Free-text object descriptions:

────────────────────────────────────────

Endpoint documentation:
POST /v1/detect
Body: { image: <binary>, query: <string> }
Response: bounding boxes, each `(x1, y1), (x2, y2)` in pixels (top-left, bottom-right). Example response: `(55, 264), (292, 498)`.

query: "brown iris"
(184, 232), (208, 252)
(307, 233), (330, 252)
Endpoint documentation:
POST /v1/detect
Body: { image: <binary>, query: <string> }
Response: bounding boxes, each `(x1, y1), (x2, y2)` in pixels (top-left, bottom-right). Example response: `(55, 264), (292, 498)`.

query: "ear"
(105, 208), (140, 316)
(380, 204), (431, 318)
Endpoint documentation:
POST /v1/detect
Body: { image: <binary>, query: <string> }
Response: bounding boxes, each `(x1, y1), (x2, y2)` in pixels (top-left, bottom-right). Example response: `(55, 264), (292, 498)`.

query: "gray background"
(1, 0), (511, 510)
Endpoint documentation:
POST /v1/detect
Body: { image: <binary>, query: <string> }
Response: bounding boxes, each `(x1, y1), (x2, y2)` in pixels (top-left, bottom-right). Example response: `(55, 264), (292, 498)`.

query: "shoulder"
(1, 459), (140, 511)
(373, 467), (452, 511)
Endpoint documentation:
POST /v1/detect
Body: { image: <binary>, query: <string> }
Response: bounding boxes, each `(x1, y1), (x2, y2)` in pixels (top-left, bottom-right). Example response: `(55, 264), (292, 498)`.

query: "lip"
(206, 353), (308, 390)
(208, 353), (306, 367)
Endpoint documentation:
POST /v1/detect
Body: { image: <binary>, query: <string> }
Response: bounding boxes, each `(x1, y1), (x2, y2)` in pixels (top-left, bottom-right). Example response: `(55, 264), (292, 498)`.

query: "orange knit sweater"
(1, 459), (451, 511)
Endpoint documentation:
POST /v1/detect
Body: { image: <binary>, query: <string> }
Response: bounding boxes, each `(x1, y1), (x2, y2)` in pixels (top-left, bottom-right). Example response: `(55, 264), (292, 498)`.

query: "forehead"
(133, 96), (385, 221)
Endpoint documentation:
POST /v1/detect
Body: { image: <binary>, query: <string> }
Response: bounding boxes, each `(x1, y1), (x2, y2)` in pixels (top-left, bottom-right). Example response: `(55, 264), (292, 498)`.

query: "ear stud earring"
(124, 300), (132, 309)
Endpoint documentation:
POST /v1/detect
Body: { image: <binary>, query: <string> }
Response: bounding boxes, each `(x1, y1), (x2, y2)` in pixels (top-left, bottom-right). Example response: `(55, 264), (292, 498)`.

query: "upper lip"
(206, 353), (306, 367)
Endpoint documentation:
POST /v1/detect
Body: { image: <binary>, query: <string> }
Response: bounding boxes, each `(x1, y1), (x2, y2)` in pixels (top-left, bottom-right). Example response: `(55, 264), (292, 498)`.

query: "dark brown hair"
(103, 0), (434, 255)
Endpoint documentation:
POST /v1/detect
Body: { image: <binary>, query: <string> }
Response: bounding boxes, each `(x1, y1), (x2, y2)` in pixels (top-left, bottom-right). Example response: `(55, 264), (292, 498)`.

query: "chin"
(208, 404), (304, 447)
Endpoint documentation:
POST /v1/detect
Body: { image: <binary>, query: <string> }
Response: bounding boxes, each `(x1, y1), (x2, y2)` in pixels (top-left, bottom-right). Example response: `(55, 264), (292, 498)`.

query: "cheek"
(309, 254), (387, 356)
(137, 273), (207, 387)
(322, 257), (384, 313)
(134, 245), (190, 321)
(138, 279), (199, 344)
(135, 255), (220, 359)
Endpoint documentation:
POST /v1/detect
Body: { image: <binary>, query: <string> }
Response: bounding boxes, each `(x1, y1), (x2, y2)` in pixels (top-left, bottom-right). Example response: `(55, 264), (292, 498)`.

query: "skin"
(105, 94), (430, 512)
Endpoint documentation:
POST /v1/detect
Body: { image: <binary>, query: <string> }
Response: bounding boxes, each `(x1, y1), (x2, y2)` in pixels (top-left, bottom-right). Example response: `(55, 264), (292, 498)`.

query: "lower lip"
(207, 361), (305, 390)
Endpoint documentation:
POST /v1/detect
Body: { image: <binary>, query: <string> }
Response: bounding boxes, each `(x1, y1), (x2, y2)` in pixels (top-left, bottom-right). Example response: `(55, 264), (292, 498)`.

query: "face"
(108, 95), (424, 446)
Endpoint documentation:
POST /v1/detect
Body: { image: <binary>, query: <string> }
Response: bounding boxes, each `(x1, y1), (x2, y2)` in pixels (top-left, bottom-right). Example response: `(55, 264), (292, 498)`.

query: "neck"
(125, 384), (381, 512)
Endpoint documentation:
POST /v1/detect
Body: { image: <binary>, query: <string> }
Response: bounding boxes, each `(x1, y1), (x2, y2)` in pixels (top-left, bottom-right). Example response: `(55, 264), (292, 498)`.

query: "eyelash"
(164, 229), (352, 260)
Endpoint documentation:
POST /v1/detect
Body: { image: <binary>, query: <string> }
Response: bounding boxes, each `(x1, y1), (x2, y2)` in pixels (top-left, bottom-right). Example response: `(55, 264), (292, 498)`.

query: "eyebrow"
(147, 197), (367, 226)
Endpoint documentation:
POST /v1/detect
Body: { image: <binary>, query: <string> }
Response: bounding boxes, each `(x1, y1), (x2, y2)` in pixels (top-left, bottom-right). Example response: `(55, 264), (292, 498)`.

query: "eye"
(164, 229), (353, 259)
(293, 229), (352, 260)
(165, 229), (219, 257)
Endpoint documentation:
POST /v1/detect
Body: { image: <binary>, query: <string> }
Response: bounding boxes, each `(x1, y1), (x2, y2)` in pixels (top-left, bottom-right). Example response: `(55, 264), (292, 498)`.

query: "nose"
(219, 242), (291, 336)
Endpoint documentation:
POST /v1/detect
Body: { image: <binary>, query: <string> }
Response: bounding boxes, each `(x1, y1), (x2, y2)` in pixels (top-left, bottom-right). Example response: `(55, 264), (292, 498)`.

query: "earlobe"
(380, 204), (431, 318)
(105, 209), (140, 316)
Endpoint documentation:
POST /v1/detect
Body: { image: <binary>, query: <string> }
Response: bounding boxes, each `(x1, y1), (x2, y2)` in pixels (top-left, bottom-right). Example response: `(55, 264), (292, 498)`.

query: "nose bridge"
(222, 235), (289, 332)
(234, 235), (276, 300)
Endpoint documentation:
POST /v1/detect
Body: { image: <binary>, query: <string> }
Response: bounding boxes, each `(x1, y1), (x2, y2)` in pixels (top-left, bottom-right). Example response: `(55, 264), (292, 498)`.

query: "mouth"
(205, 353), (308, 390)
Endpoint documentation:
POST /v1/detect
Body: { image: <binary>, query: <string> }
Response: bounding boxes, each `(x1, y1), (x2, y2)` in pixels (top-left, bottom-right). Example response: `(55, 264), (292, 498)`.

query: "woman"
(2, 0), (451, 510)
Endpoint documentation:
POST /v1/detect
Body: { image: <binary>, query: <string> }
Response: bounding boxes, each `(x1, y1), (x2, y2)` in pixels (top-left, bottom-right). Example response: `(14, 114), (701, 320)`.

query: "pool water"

────────────────────────────────────────

ACTIVITY ▸
I would like you to output every record exactly as written.

TASK OUTPUT ▸
Endpoint documentation:
POST /v1/detect
Body: { image: <binary>, query: <string> }
Response: bounding boxes, each `(x1, y1), (x2, y2)` in pixels (top-left, bottom-right). Example response: `(55, 264), (292, 498)`.

query: "brown iris"
(184, 232), (208, 252)
(307, 233), (330, 252)
Endpoint documentation:
POST /v1/detect
Body: { image: <binary>, query: <string> }
Response: bounding boxes, each `(x1, y1), (x2, y2)` in pixels (top-left, bottom-right). Example response: `(55, 264), (292, 498)`.

query: "ear"
(105, 208), (140, 316)
(380, 204), (431, 318)
Endpoint documentation:
POST /v1/detect
Body: { image: <binary>, query: <string> }
Response: bounding boxes, each `(x1, y1), (x2, y2)` in pixels (top-left, bottom-right). Example response: `(55, 264), (292, 498)`.

query: "gray background"
(1, 0), (511, 510)
Endpoint documentation:
POST /v1/detect
Body: { image: <binary>, query: <string> }
Response: bounding boxes, each `(x1, y1), (x2, y2)` in pixels (top-left, bottom-right). Example response: `(55, 264), (292, 498)`.

query: "shoulder"
(1, 459), (140, 511)
(373, 467), (452, 511)
Endpoint documentation:
POST /v1/detect
Body: { image: <binary>, query: <string> }
Response: bounding boxes, each `(x1, y1), (x2, y2)` in pixels (top-left, bottom-right). Example response: `(55, 264), (292, 498)`.

query: "lip"
(206, 353), (308, 390)
(208, 353), (306, 367)
Endpoint documentation:
POST /v1/detect
Body: { image: <binary>, query: <string> }
Response: bounding boxes, each `(x1, y1), (x2, y2)` in pixels (top-left, bottom-right). Example response: `(55, 264), (292, 498)`.

query: "orange knit sweater"
(1, 459), (451, 511)
Endpoint documentation:
POST /v1/detect
Body: { image: <binary>, query: <string> }
Response: bounding boxes, each `(x1, y1), (x2, y2)` in pixels (top-left, bottom-right). Example response: `(55, 264), (292, 498)`.

query: "forehead"
(133, 96), (385, 221)
Endpoint documentation:
POST /v1/detect
Body: { image: <binary>, query: <string> }
Response: bounding boxes, each `(x1, y1), (x2, y2)` in pixels (top-left, bottom-right). Example response: `(55, 264), (292, 498)`.

query: "ear stud earring"
(124, 300), (132, 309)
Endpoint documentation:
POST /v1/detect
Body: { image: <binary>, query: <string> }
Response: bounding boxes, each `(x1, y1), (x2, y2)` in pixels (top-left, bottom-right). Example response: `(55, 264), (292, 498)`.

query: "upper lip"
(206, 353), (306, 367)
Endpoint documentation:
POST /v1/detect
Body: { image: <binary>, query: <string> }
Response: bounding boxes, each `(x1, y1), (x2, y2)` in pixels (top-left, bottom-right). Example response: `(55, 264), (292, 498)`.

query: "dark brown hair"
(103, 0), (434, 255)
Endpoint documentation:
POST /v1/detect
Body: { image: <binary>, query: <string> }
Response: bounding boxes, each `(x1, y1), (x2, y2)` in pixels (top-left, bottom-right). Example response: `(55, 264), (292, 498)`.

query: "chin"
(208, 404), (304, 447)
Endpoint documentation:
POST /v1/detect
Body: { image: <binary>, query: <string> }
Response: bounding boxes, each `(x1, y1), (x2, y2)` in pixels (top-left, bottom-right). Example response: `(55, 264), (292, 498)`.

query: "cheek"
(309, 254), (387, 356)
(137, 273), (207, 387)
(322, 257), (384, 313)
(134, 245), (190, 321)
(138, 279), (199, 344)
(135, 255), (220, 359)
Endpoint documentation:
POST /v1/detect
Body: { image: <binary>, query: <string> }
Response: bounding boxes, each `(x1, y1), (x2, y2)` in pixels (top-left, bottom-right). Example response: `(55, 264), (292, 498)`.

query: "skin"
(105, 94), (430, 512)
Endpoint documentation:
POST /v1/detect
Body: { image: <binary>, query: <string> }
Response: bounding boxes, each `(x1, y1), (x2, y2)` in pixels (top-left, bottom-right). Example response: `(55, 264), (292, 498)`.

query: "lower lip"
(207, 361), (305, 390)
Endpoint documentation:
POST /v1/detect
Body: { image: <binary>, query: <string> }
Response: bounding boxes, each `(x1, y1), (x2, y2)` in pixels (top-left, bottom-right). Example response: `(55, 264), (292, 498)`.

query: "face"
(108, 95), (424, 446)
Endpoint documentation:
POST /v1/detect
Body: { image: <binary>, query: <string> }
Response: bounding boxes, each `(x1, y1), (x2, y2)` in pixels (top-left, bottom-right). Example response: `(55, 264), (292, 498)`.

query: "neck"
(125, 384), (381, 512)
Endpoint documentation:
POST /v1/detect
Body: { image: <binary>, query: <string> }
Response: bounding boxes, each `(x1, y1), (x2, y2)` in pixels (top-left, bottom-right). Example response: `(55, 264), (292, 498)`.

query: "eyelash"
(164, 229), (352, 260)
Endpoint documentation:
POST /v1/detect
Body: { image: <binary>, query: <string> }
Response: bounding boxes, each `(x1, y1), (x2, y2)` in pixels (top-left, bottom-right). Example response: `(55, 264), (292, 498)`.

query: "eyebrow"
(147, 197), (367, 226)
Endpoint documentation:
POST /v1/detect
Body: { image: <binary>, query: <string> }
Response: bounding boxes, each `(x1, y1), (x2, y2)` in pixels (top-left, bottom-right). Example response: `(55, 264), (292, 498)`.

query: "eye"
(164, 229), (353, 259)
(293, 229), (352, 260)
(165, 229), (219, 257)
Endpoint documentation:
POST /v1/detect
Body: { image: <binary>, query: <string> }
Response: bounding boxes, each `(x1, y1), (x2, y2)` in pixels (top-left, bottom-right). Example response: `(55, 264), (292, 498)`.

query: "nose"
(219, 242), (291, 336)
Endpoint documentation:
POST /v1/detect
Body: { image: <binary>, query: <string> }
Response: bounding boxes, each `(x1, y1), (x2, y2)` in pixels (top-left, bottom-right). Example response: `(55, 264), (292, 498)`.

query: "earlobe"
(380, 204), (431, 318)
(105, 209), (140, 316)
Endpoint documentation:
POST /v1/detect
Body: { image: <binary>, query: <string> }
Response: bounding boxes, each `(x1, y1), (x2, y2)` in pixels (top-left, bottom-right). Example response: `(55, 264), (292, 498)`.

query: "nose bridge"
(222, 235), (289, 332)
(234, 235), (276, 300)
Endpoint documentation:
POST /v1/detect
Body: { image: <binary>, query: <string> }
Response: bounding boxes, each `(x1, y1), (x2, y2)` in pixels (top-left, bottom-right). Example response: `(55, 264), (292, 498)`.

query: "mouth"
(205, 353), (308, 390)
Endpoint documentation:
POST /v1/detect
Body: { image: <binary>, query: <string> }
Response: bounding boxes, each `(x1, y1), (x2, y2)` in pixels (top-left, bottom-right). Example response: `(55, 264), (292, 498)`.

query: "woman"
(2, 0), (451, 510)
Endpoint documentation:
POST /v1/detect
Body: { image: <binary>, query: <string> }
Response: bounding boxes, each `(x1, y1), (x2, y2)` in pixels (top-left, bottom-right). Example response: `(14, 114), (701, 320)`.

query: "pool water"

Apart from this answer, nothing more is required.